On the airline dataset (with dense matrices) it uses a lot of memory (lightgbm does not use considerable memory other than the data - even with dense matrices). Is this a memory leak? The amount of memory increases with number of trees and the depth of trees. It runs out of memory even for small data/not too deep trees.
It also runs slow compared to lightgbm (both on dense matrices).
Am I doing something wrong? @amueller @ogrisel @laurae2 Is this because of categorical data (vs previous benchmarks were on numeric data)? Can I change something in the code to make it better?
HistGBT (sklearn's HistGradientBoostingClassifier) currently does not support sparse matrices for encoding categorical variables.
This is a known limitation. However for categorical variables there are three solutions that do not involve sparse preprocessing of the training data:
On the airline dataset (with dense matrices) it uses a lot of memory (lightgbm does not use considerable memory other than the data - even with dense matrices). Is this a memory leak? The amount of memory increases with number of trees and the depth of trees. It runs out of memory even for small data/not too deep trees.
Do you use scikit-learn master? we recently fixed some cyclic references that prevent the GC to properly release memory in a timely fashion: scikit-learn/scikit-learn#18334
If you want to try the master branch without building from source, feel free to use the nightly builds:
https://scikit-learn.org/0.21/developers/advanced_installation.html#installing-nightly-builds
It also runs slow compared to lightgbm (both on dense matrices).
lightgbm 3.0 is known to be ~2x faster than scikit-learn, probably because of the new row-wise parallelism in histograms:
https://github.com/microsoft/LightGBM/issues/2791#issuecomment-688258910
Also, on hyper-threaded machines, you want to limit the number of threads explicitly with OMP_NUM_THREADS=number_of_physical_cores python benchmark.py
to avoid over-subscription issues. We want to do that automatically but this needs a bit of work.
Thanks @ogrisel for very quick answer.

→ **Data section**

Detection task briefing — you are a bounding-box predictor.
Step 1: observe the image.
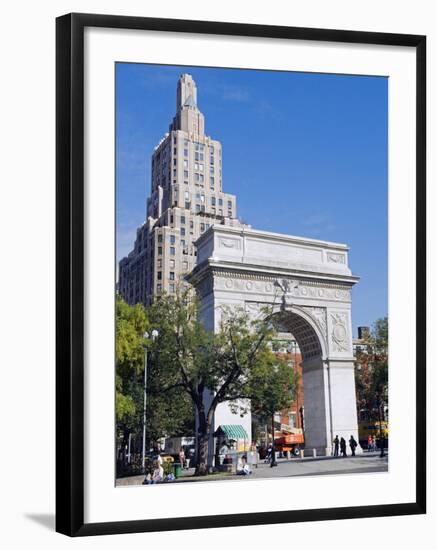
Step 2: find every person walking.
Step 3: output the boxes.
[264,443,273,464]
[349,435,358,456]
[340,437,347,456]
[334,435,340,457]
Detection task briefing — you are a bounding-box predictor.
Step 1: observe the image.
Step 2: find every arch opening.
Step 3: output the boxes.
[272,311,323,361]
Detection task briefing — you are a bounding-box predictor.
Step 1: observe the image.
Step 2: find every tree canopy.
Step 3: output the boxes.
[355,317,388,420]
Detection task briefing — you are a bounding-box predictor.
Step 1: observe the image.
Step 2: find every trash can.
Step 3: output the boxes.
[173,462,182,479]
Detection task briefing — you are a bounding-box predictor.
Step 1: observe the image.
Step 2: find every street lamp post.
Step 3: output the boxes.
[141,330,159,473]
[270,413,278,468]
[376,395,384,458]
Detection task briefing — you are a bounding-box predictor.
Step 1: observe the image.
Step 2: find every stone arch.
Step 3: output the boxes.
[273,306,328,361]
[188,225,360,462]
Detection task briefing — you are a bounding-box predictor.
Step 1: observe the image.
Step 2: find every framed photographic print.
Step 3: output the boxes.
[56,14,426,536]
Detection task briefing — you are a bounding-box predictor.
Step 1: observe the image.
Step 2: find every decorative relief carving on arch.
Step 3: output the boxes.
[214,272,351,303]
[303,306,328,342]
[331,312,350,352]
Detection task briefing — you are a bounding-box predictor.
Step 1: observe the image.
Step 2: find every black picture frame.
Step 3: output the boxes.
[56,13,426,536]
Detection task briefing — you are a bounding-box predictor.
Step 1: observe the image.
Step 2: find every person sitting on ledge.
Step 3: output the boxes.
[143,462,164,485]
[237,455,252,476]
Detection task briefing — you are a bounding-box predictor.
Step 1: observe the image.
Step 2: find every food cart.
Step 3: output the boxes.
[214,424,250,472]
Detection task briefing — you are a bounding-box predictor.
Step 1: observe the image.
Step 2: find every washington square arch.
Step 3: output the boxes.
[190,225,361,462]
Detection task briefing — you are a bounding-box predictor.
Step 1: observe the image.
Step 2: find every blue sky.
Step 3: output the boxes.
[116,64,388,335]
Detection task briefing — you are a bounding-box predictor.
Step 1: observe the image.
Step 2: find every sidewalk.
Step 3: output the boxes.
[116,452,388,487]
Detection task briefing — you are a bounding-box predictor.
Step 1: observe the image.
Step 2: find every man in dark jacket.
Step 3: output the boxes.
[334,435,340,456]
[349,435,358,456]
[340,437,347,456]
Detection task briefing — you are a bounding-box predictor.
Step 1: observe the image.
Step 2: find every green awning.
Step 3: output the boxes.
[214,424,249,439]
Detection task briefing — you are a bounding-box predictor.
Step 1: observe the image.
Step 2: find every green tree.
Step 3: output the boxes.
[115,297,149,462]
[355,317,388,420]
[150,289,282,475]
[250,350,298,462]
[115,297,194,470]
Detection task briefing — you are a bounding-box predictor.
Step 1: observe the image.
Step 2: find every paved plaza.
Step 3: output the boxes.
[117,452,388,486]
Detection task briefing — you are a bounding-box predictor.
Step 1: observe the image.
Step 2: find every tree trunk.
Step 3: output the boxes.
[194,405,209,476]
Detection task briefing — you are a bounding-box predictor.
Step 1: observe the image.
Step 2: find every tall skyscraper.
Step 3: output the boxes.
[118,74,244,305]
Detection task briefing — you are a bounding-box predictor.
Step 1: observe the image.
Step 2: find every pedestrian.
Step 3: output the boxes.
[237,455,252,476]
[340,437,347,456]
[143,461,164,485]
[264,443,273,464]
[334,435,340,456]
[179,447,186,469]
[349,435,358,456]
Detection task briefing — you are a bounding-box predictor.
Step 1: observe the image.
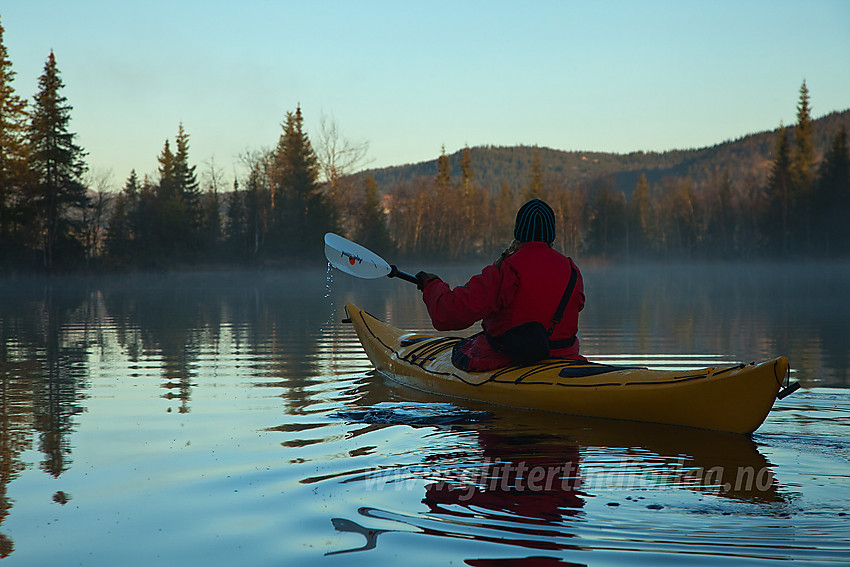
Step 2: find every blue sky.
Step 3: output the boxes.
[0,0,850,186]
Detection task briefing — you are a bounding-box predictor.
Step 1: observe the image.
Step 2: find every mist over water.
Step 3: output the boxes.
[0,263,850,565]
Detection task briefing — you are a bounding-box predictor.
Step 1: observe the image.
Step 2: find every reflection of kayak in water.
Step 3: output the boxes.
[345,303,788,433]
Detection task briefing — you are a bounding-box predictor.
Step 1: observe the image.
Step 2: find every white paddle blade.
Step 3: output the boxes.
[325,232,391,279]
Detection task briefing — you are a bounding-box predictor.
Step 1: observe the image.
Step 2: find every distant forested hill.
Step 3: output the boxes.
[360,110,850,195]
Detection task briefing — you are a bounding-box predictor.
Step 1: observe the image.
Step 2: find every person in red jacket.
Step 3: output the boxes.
[416,199,586,372]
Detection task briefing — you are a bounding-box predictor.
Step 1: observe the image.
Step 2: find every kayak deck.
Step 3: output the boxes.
[345,303,788,434]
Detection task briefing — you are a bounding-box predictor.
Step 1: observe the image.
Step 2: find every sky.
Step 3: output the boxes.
[0,0,850,189]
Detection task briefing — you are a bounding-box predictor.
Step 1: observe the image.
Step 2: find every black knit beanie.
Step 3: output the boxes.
[514,199,555,243]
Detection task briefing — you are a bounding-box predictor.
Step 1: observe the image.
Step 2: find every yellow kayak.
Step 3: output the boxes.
[345,303,788,434]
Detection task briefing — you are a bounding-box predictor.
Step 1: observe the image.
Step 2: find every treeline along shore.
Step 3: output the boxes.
[0,15,850,275]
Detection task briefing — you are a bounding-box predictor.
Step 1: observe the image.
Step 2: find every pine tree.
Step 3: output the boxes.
[813,125,850,254]
[30,51,87,268]
[0,16,28,257]
[106,169,139,264]
[791,81,815,247]
[765,126,794,254]
[273,106,335,257]
[174,122,200,212]
[356,175,393,253]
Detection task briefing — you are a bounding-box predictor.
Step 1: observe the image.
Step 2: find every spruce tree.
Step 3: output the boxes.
[272,106,334,257]
[29,51,87,268]
[791,81,815,247]
[813,125,850,254]
[0,15,28,258]
[765,126,794,254]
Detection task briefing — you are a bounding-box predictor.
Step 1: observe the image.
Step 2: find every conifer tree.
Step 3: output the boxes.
[791,81,815,247]
[0,15,28,257]
[30,51,87,268]
[765,126,794,254]
[273,106,335,256]
[174,122,200,215]
[356,175,392,252]
[813,125,850,254]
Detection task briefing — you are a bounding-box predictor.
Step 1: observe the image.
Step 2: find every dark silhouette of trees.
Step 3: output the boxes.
[29,51,87,268]
[0,15,850,271]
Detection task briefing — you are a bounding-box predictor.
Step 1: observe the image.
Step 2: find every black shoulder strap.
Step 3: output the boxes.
[549,260,578,335]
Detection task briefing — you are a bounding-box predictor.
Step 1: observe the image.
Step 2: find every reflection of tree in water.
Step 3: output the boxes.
[0,282,94,557]
[102,270,328,413]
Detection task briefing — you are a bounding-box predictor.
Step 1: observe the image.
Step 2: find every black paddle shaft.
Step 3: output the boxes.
[387,265,419,284]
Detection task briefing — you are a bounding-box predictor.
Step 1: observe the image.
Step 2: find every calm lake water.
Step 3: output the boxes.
[0,264,850,567]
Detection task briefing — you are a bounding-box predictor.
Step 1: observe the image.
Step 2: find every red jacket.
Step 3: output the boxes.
[422,242,585,370]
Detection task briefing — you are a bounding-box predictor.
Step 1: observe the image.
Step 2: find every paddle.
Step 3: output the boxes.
[325,232,419,284]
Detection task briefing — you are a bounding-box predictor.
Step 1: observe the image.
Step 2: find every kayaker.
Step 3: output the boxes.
[416,199,586,372]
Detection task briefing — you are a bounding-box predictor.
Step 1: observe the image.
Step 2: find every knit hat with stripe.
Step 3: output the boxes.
[514,199,555,242]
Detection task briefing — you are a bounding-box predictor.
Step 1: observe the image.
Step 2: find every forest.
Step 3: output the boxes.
[0,15,850,275]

→ **Tasks and exercises**
• a. According to the thread on memory use, roughly how much faster is lightgbm 3.0 known to be than scikit-learn?
• b. From the thread on memory use, repeat everything from "Do you use scikit-learn" down to "bit of work.".

→ **Solutions**
• a. About 2x faster.

• b.
Do you use scikit-learn master? we recently fixed some cyclic references that prevent the GC to properly release memory in a timely fashion: scikit-learn/scikit-learn#18334
If you want to try the master branch without building from source, feel free to use the nightly builds:
https://scikit-learn.org/0.21/developers/advanced_installation.html#installing-nightly-builds
It also runs slow compared to lightgbm (both on dense matrices).
lightgbm 3.0 is known to be ~2x faster than scikit-learn, probably because of the new row-wise parallelism in histograms:
https://github.com/microsoft/LightGBM/issues/2791#issuecomment-688258910
Also, on hyper-threaded machines, you want to limit the number of threads explicitly with OMP_NUM_THREADS=number_of_physical_cores python benchmark.py
to avoid over-subscription issues. We want to do that automatically but this needs a bit of work.